**Your tasks**
a – List every soap brand named in the passage about toilet soap brands.
b – Copy out the passage about toilet soap brands, everything from "We had some" down to "deodorant brand, Reward.".

**Text extract**
■ ■ ■ ■

We had some very successful brands in our toilet soaps portfolio. Lifebuoy was the market leader in the health soaps although a P&G brand was posing a strong challenge with a comer brand, Safeguard. We had Lux, an international brand that was pitted against the major beauty toilet soap brands of P&G and Colgate. I was handling Ever, a local brand that had quite a following and a developmental international deodorant brand, Reward.
|Front: Vic de la Torre, Hank Nijk,Tony Tolentino, Ato Manigat Back: Ed Roa, Gus Villanueva, Ding Camua, Jes Dinglasan, Gilbert de los Reyes, Frankie Gonzales, Joe Feliciano|
I inherited Ever from Boy Feliciano. Boy was a promising manager who was recently assigned to handle Breeze detergent one of the premier brands in PRC. Later on he would become the head of the big international courier service company, DHL, for the Philippine operations. Ever had a reasonable share of 11% of the toilet soaps market. Its platform was that of a perfumed soap. Among its users it had the image of being young and with an attractive scent and was used by university coeds but not of colegialas. On the negative side its image among the toilet soap users was that of having a strong scent, the kind of scent preferred by the “bellas” or the taxi dancers and hostesses of nightclubs. Ever could have been successfully restaged. An 11 % market share was a good enough franchise level to build on. The decision to let the international brands play the role of staving off the P&G onslaught meant concentrating the support budgets on the international brands Lux and Lifefuoy and this was to the detriment of Ever.

■ ■ ■ ■

**Information shown**
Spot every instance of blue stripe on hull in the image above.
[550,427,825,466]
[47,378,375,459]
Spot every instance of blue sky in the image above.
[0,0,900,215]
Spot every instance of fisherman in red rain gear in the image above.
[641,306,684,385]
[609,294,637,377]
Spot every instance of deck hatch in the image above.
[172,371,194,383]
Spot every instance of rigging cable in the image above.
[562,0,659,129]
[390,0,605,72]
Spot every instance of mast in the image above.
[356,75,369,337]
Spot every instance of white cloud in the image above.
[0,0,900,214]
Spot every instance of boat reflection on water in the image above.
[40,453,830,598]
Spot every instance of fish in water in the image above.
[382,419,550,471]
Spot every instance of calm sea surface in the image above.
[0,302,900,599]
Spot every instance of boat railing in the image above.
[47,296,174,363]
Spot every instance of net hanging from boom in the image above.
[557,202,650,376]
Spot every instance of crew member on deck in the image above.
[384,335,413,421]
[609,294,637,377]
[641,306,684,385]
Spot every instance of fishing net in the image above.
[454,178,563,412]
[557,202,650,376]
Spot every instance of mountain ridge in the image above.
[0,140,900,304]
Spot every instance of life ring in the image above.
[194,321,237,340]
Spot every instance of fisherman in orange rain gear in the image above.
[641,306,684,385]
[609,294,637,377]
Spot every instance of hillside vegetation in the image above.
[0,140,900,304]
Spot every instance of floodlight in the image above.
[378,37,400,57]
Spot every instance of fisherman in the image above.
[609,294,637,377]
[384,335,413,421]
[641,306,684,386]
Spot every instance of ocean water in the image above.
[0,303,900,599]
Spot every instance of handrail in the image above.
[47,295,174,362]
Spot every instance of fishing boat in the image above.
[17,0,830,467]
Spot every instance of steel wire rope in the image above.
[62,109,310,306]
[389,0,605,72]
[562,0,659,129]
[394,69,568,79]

■ ■ ■ ■

**Outputs for the tasks**
a – Lifebuoy, Safeguard, Lux, Ever, Reward

b –
We had some very successful brands in our toilet soaps portfolio. Lifebuoy was the market leader in the health soaps although a P&G brand was posing a strong challenge with a comer brand, Safeguard. We had Lux, an international brand that was pitted against the major beauty toilet soap brands of P&G and Colgate. I was handling Ever, a local brand that had quite a following and a developmental international deodorant brand, Reward.